(TEXT EXCERPT begins)

Posted in Epistemology, Metaphysics, Philosophy by Michael LaBossiere on October 10, 2014
English: Six dice of various colours. 4-sided ...

 (Photo credit: Wikipedia)

When I was a young kid I played games like Monopoly, Chutes & ladders and Candy Land. When I was a somewhat older kid, I was introduced to Dungeons & Dragons and this proved to be a gateway game to Call of Cthulhu, Battletech, Star Fleet Battles, Gamma World, and video games of all sorts. I am still a gamer today—a big bag of many-sided dice and exotic gaming mice dwell within my house.

Over the years, I have learned many lessons from gaming. One of these is keep rolling. This is, not surprisingly, similar to the classic advice of “keep trying” and the idea is basically the same. However, there is some interesting philosophy behind “keep rolling.”

Most of the games I have played feature actual dice or virtual dice (that is, randomness) that are used to determine how things go in the game. To use a very simple example, the dice rolls in Monopoly determine how far your piece moves. In vastly more complicated games like Pathfinder or Destiny the dice (or random number generators) govern such things as attacks, damage, saving throws, loot, non-player character reactions and, in short, much of what happens in the game. For most of these games, the core mechanics are built around what is supposed to be a random system. For example, in games like Pathfinder when your character attacks the dragon with her great sword, a roll of a 20-sided die determines whether you hit or not. If you do hit, then you roll more dice to determine your damage.

(TEXT EXCERPT ends)
(DATA SECTION begins)

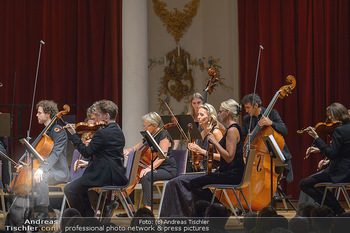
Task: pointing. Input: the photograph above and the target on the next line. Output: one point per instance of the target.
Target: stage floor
(232, 225)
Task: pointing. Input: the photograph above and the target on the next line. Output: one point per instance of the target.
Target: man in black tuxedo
(338, 153)
(106, 165)
(252, 104)
(56, 168)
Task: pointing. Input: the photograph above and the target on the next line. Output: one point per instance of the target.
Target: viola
(43, 145)
(83, 127)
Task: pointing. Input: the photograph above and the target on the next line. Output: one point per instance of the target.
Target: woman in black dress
(182, 192)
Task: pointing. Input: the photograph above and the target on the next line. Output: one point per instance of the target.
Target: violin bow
(174, 119)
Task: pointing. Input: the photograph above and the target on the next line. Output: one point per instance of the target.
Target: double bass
(43, 144)
(260, 182)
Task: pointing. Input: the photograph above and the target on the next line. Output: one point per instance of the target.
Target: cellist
(56, 170)
(106, 165)
(253, 106)
(163, 169)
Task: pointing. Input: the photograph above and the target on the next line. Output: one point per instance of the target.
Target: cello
(146, 157)
(43, 144)
(260, 182)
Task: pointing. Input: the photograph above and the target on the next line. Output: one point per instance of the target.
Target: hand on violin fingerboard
(264, 121)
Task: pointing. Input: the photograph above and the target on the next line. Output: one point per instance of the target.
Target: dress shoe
(109, 209)
(121, 215)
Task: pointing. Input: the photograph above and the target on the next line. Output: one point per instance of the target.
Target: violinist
(184, 191)
(106, 165)
(338, 153)
(253, 106)
(230, 153)
(207, 119)
(56, 171)
(163, 169)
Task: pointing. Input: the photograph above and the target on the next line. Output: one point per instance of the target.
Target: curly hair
(49, 106)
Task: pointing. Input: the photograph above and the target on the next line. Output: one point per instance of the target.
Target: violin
(83, 127)
(323, 129)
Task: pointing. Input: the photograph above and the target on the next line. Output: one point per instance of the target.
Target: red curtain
(308, 39)
(81, 61)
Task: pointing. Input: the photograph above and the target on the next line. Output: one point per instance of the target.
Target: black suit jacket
(338, 153)
(279, 126)
(57, 160)
(106, 166)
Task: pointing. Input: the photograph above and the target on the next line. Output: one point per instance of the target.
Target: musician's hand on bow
(80, 163)
(311, 131)
(312, 150)
(38, 175)
(19, 167)
(144, 171)
(211, 138)
(265, 121)
(126, 152)
(322, 163)
(71, 129)
(194, 147)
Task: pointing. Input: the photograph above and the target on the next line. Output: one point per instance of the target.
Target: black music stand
(155, 149)
(276, 155)
(34, 155)
(5, 126)
(183, 120)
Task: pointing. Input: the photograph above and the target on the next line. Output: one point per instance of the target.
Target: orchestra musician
(184, 191)
(163, 169)
(338, 153)
(56, 170)
(207, 119)
(230, 153)
(195, 101)
(106, 165)
(253, 106)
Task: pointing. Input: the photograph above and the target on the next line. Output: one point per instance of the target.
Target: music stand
(276, 155)
(155, 149)
(34, 155)
(5, 129)
(183, 120)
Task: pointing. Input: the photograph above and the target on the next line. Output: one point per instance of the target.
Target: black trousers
(42, 188)
(158, 174)
(307, 186)
(77, 196)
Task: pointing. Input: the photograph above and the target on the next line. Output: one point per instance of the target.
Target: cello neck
(265, 114)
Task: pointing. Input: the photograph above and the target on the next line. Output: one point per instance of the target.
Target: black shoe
(121, 215)
(109, 209)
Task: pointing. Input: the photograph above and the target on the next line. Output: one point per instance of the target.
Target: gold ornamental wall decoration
(178, 80)
(176, 22)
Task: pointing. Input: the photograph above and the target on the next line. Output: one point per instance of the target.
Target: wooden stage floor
(233, 225)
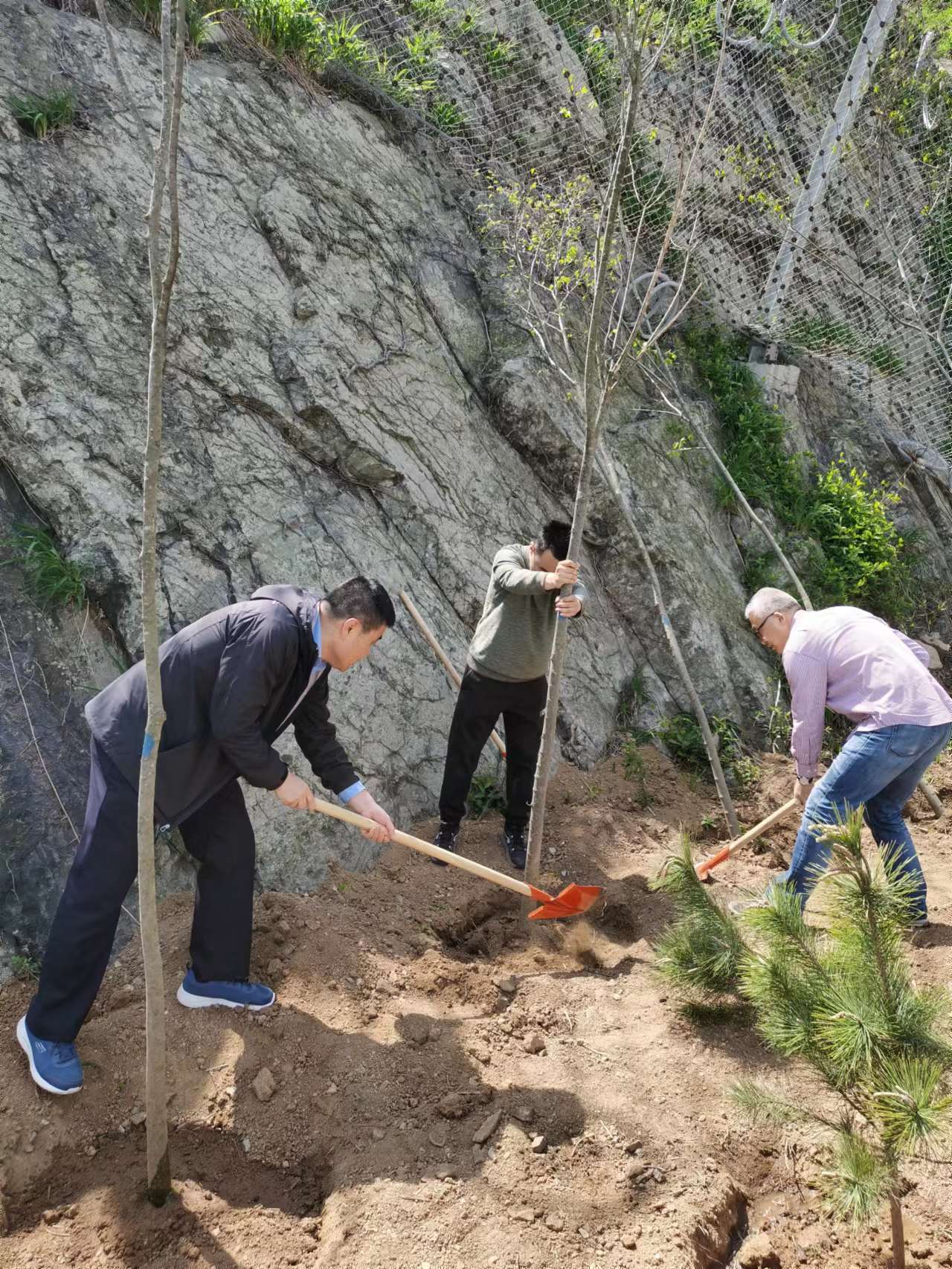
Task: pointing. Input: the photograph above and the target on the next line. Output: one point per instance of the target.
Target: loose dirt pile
(445, 1087)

(DATA SECTION ends)

- USING THE INFORMATION
1. In the essay on gaming, what decides whether a Pathfinder character's great sword attack hits the dragon?
2. Carry the essay on gaming and "keep rolling" forward from its final sentence.

- RESPONSES
1. A roll of a 20-sided die.

2.
Having played these sorts of games for years, I can think very well in terms of chance and randomness when planning tactics and strategies within such games. On the one hand, a lucky roll can result in victory in the face of overwhelming odds. On the other hand, a bad roll can seize defeat from the jaws of victory. But, in general, success is more likely if one does not give up and keeps on rolling.

This lesson translates very easily and obviously to life. There are, of course, many models and theories of how the real world works. Some theories present the world as deterministic—all that happens occurs as it must and things cannot be otherwise. Others present a pre-determined world (or pre-destined): all that happens occurs as it has been ordained and cannot be otherwise. Still other models present a random universe.

As a gamer, I favor the random universe model: God does play dice with us and He often rolls them hard. The reason for this belief is that the dice/random model of gaming seems to work when applied to the actual world—as such, my belief is mostly pragmatic. Since games are supposed to model parts of reality, it is hardly surprising that there is a match up. Based on my own experience, the world does seem to work rather like a game: success and failure seem to involve chance.

As a philosopher, I recognize this could simply be a matter of epistemology: the apparent chance could be the result of our ignorance rather than an actual randomness. To use the obvious analogy, the game master might not be rolling dice behind her screen at all and what happens might be determined or pre-determined. Unlike in a game, the rule system for reality is not accessible: it is guessed at by what we observe and we learn the game of life solely by playing.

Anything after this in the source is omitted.